──────── Data for processing ────────

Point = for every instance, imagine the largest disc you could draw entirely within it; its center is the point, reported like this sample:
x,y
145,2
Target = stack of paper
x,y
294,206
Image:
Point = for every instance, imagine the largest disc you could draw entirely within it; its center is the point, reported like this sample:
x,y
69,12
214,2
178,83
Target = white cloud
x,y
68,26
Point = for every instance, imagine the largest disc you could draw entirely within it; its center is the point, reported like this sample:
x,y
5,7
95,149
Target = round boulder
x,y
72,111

────────

Work to be completed — Your answer must be every record above, set down exactly as written.

Response area —
Point = for every instance, imagine the largest disc you could draw entirely within it; its center is the point, reported like this sample:
x,y
145,2
Target = stack of paper
x,y
294,206
Image:
Point = for every instance, imagine the largest disc you could draw entirely within it; its center is the point, reported like this sample:
x,y
69,12
214,2
178,83
Target = white cloud
x,y
68,26
Point = for every instance, imagine the largest disc you could draw entirely within it; its center is the point, reported like this sample:
x,y
5,7
95,149
Target = round boulder
x,y
72,111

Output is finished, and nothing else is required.